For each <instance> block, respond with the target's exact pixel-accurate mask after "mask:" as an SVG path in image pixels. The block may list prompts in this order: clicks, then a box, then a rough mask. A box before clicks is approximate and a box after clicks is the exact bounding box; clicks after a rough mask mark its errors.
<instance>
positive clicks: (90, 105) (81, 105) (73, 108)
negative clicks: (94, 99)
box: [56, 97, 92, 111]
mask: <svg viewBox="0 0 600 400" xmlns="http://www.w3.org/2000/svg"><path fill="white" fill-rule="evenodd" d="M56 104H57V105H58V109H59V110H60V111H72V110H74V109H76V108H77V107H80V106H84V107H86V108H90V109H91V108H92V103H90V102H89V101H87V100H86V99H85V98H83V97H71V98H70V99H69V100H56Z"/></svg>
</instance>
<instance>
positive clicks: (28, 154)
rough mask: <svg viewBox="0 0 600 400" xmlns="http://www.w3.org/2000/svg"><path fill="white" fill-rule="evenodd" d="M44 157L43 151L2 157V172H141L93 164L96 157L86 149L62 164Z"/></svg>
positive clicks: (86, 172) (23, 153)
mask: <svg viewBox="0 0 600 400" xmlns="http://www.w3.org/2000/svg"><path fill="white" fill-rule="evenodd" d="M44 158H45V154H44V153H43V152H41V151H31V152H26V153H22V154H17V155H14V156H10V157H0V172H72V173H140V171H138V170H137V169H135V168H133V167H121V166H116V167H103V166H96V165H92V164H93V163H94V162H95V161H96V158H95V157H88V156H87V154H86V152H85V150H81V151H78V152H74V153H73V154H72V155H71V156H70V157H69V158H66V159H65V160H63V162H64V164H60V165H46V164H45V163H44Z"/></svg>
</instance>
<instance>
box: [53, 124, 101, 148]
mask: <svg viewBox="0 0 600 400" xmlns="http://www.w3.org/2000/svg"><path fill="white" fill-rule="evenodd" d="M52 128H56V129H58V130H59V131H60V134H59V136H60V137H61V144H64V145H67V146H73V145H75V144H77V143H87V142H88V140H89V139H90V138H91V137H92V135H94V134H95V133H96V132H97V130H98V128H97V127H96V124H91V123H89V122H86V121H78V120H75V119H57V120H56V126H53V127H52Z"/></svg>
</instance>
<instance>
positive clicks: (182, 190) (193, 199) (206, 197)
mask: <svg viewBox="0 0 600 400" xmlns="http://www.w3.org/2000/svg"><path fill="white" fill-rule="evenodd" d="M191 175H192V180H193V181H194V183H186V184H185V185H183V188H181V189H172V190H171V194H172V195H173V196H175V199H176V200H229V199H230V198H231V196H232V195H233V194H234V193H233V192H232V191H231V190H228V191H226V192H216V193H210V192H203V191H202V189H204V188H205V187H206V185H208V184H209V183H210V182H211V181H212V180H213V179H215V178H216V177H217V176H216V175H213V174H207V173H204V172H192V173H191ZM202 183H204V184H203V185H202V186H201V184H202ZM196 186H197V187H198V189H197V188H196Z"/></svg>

* WHAT TO WORK ON
Reproduce every line of the items above, character for character, with no changes.

* EXPECTED OUTPUT
For each <instance> block, respond with the target's exact pixel-accurate mask after "mask:" as an SVG path in image pixels. The block may list prompts in this order: clicks, then a box, then a rough mask. A box before clicks is approximate and a box after clicks is the exact bounding box; clicks after a rough mask mark its errors.
<instance>
positive clicks: (90, 105) (81, 105) (73, 108)
negative clicks: (94, 99)
box: [56, 97, 92, 111]
mask: <svg viewBox="0 0 600 400" xmlns="http://www.w3.org/2000/svg"><path fill="white" fill-rule="evenodd" d="M56 104H57V105H58V109H59V110H60V111H72V110H74V109H76V108H77V107H80V106H84V107H86V108H90V109H91V108H92V103H90V102H89V101H87V100H86V99H85V98H83V97H71V98H70V99H69V100H56Z"/></svg>
</instance>
<instance>
positive clicks: (28, 154)
rough mask: <svg viewBox="0 0 600 400" xmlns="http://www.w3.org/2000/svg"><path fill="white" fill-rule="evenodd" d="M44 157L43 151L2 157V172H141L93 164L96 157L86 149L62 164Z"/></svg>
positive clicks: (86, 172) (23, 153)
mask: <svg viewBox="0 0 600 400" xmlns="http://www.w3.org/2000/svg"><path fill="white" fill-rule="evenodd" d="M44 158H45V154H44V153H43V152H41V151H31V152H26V153H22V154H17V155H14V156H10V157H0V172H72V173H140V171H138V170H137V169H135V168H133V167H121V166H116V167H103V166H96V165H92V164H93V163H94V162H95V161H96V158H95V157H88V156H87V154H86V152H85V150H81V151H78V152H74V153H73V154H72V155H71V156H70V157H69V158H66V159H65V160H63V162H64V164H60V165H46V164H45V163H44Z"/></svg>
</instance>
<instance>
box: [53, 124, 101, 148]
mask: <svg viewBox="0 0 600 400" xmlns="http://www.w3.org/2000/svg"><path fill="white" fill-rule="evenodd" d="M52 128H56V129H58V130H59V131H60V134H59V136H60V137H61V144H64V145H67V146H73V145H75V144H77V143H87V142H88V140H89V139H90V138H91V137H92V135H94V134H95V133H96V132H97V130H98V128H97V127H96V124H91V123H89V122H86V121H78V120H75V119H57V120H56V126H53V127H52Z"/></svg>
</instance>
<instance>
positive clicks: (182, 190) (193, 199) (206, 197)
mask: <svg viewBox="0 0 600 400" xmlns="http://www.w3.org/2000/svg"><path fill="white" fill-rule="evenodd" d="M191 175H192V180H193V181H194V183H186V184H185V185H183V188H181V189H172V190H171V194H172V195H173V196H175V199H176V200H229V199H230V198H231V196H232V195H233V194H234V193H233V192H232V191H231V190H228V191H226V192H216V193H210V192H203V191H202V189H204V188H205V187H206V185H208V184H209V183H210V182H211V181H212V180H213V179H215V178H216V177H217V176H216V175H213V174H207V173H204V172H192V173H191ZM202 183H204V184H203V185H202V186H201V184H202ZM196 186H197V187H198V189H197V188H196Z"/></svg>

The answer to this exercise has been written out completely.